**Required work:** Extract exactly the lines from the top of the records through the line containing "box: [33, 135, 70, 184]", and keep pictures out of the copy.

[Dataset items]
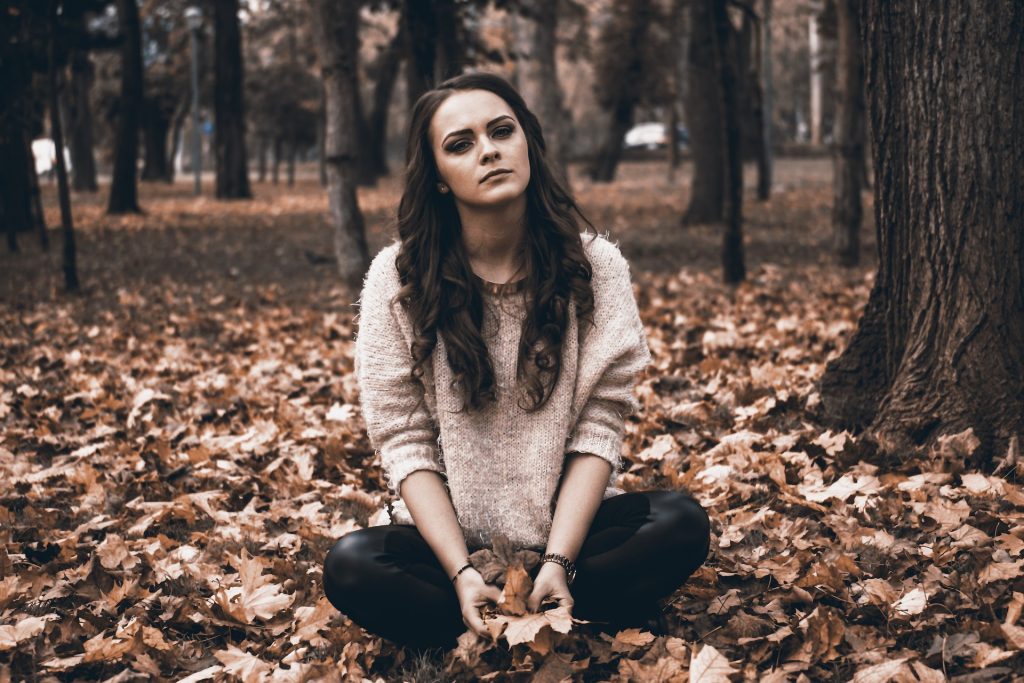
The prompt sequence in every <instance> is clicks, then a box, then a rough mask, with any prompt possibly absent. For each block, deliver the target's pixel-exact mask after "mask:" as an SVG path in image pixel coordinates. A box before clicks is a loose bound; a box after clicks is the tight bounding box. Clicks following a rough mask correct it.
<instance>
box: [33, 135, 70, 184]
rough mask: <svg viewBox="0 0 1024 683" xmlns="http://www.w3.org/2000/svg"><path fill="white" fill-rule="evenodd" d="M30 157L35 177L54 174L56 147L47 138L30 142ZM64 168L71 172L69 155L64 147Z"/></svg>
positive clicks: (36, 139) (49, 139)
mask: <svg viewBox="0 0 1024 683" xmlns="http://www.w3.org/2000/svg"><path fill="white" fill-rule="evenodd" d="M32 156H33V159H34V160H35V162H36V175H46V176H49V175H51V174H53V173H55V172H56V165H57V146H56V145H55V144H53V140H51V139H49V138H48V137H40V138H38V139H35V140H33V141H32ZM65 168H67V169H68V172H69V173H70V172H71V153H70V152H69V151H68V147H67V146H65Z"/></svg>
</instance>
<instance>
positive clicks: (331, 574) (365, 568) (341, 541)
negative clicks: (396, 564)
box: [324, 529, 373, 590]
mask: <svg viewBox="0 0 1024 683" xmlns="http://www.w3.org/2000/svg"><path fill="white" fill-rule="evenodd" d="M366 530H367V529H360V530H357V531H352V532H350V533H346V535H345V536H343V537H342V538H341V539H339V540H338V542H337V543H335V544H334V546H333V547H332V548H331V550H329V551H328V554H327V557H326V558H325V560H324V584H325V587H328V588H329V590H330V589H333V590H338V589H344V588H350V587H352V586H355V585H357V584H358V583H359V581H360V580H361V578H362V577H364V575H365V573H366V570H367V566H368V565H369V560H370V557H371V555H372V553H373V543H372V541H373V540H372V539H371V538H370V535H368V533H362V532H361V531H366Z"/></svg>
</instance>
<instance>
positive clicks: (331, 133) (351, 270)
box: [309, 0, 370, 293]
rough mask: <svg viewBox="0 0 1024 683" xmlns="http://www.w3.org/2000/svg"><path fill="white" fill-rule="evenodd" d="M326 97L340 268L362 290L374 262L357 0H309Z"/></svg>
mask: <svg viewBox="0 0 1024 683" xmlns="http://www.w3.org/2000/svg"><path fill="white" fill-rule="evenodd" d="M309 5H310V7H311V9H312V12H313V17H314V20H313V28H314V32H313V38H314V40H315V42H316V51H317V53H318V54H319V61H321V66H322V69H323V74H324V87H325V92H326V101H327V134H326V136H325V138H326V139H325V146H326V150H327V154H326V161H327V174H328V201H329V204H330V211H331V218H332V220H333V222H334V253H335V258H336V259H337V265H338V273H339V274H340V275H341V279H342V281H343V282H344V283H345V284H346V285H348V287H349V288H350V290H351V291H352V292H353V293H354V292H357V291H358V289H359V287H360V286H361V284H362V276H364V274H365V273H366V271H367V268H368V267H370V251H369V249H368V247H367V236H366V230H365V227H364V222H362V213H361V212H360V211H359V205H358V202H357V200H356V196H355V184H356V183H355V154H356V150H357V148H358V147H357V141H356V139H355V134H356V132H357V130H358V120H359V119H358V112H357V110H356V101H357V98H358V74H357V73H356V70H357V63H358V62H357V51H358V9H357V7H356V6H355V5H354V4H353V3H347V2H346V3H337V2H335V1H334V0H309Z"/></svg>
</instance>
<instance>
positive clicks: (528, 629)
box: [484, 606, 573, 646]
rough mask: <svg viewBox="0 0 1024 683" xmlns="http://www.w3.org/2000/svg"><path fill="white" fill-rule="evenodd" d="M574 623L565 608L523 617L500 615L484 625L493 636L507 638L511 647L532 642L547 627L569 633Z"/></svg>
mask: <svg viewBox="0 0 1024 683" xmlns="http://www.w3.org/2000/svg"><path fill="white" fill-rule="evenodd" d="M572 622H573V620H572V616H571V614H570V613H569V610H568V608H567V607H564V606H558V607H555V608H553V609H547V610H542V611H539V612H535V613H528V614H523V615H522V616H514V615H508V614H498V615H497V616H494V617H493V618H489V620H484V624H486V625H487V629H488V630H490V632H492V634H495V632H496V631H498V633H499V634H500V635H503V636H504V637H505V640H507V641H508V644H509V645H510V646H511V645H518V644H520V643H529V642H532V641H534V639H535V638H536V637H537V635H538V633H539V632H540V631H541V629H543V628H545V627H549V628H550V629H551V630H552V631H557V632H558V633H568V632H569V631H571V630H572Z"/></svg>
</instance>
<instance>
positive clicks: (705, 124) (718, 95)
mask: <svg viewBox="0 0 1024 683" xmlns="http://www.w3.org/2000/svg"><path fill="white" fill-rule="evenodd" d="M714 31H715V19H714V14H713V13H712V7H711V6H710V4H709V3H708V2H707V1H705V0H693V1H692V2H690V45H689V66H688V73H687V81H688V83H687V96H686V117H687V125H688V126H689V132H690V155H691V156H692V158H693V185H692V187H691V191H690V204H689V206H688V207H687V208H686V212H685V213H684V214H683V221H682V222H683V224H684V225H692V224H700V223H717V222H719V221H721V220H722V216H723V214H722V208H723V203H724V201H725V197H724V195H723V193H724V188H725V156H724V154H723V151H722V130H721V129H722V96H721V94H720V89H721V87H722V86H721V79H720V76H719V73H718V71H717V70H716V67H715V44H714V41H713V40H712V36H713V34H714Z"/></svg>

**Task answer:**
The prompt sequence in every <instance> is clicks, then a box, then a rough mask, with any prompt possibly absent. For each block, deliver the target's pixel-exact mask after "mask:" as an SVG path in image pixel coordinates. A box before clicks is a loose bound; a box after clicks is the tight bounding box. Clicks following a rough mask correct it.
<instance>
box: [33, 135, 70, 184]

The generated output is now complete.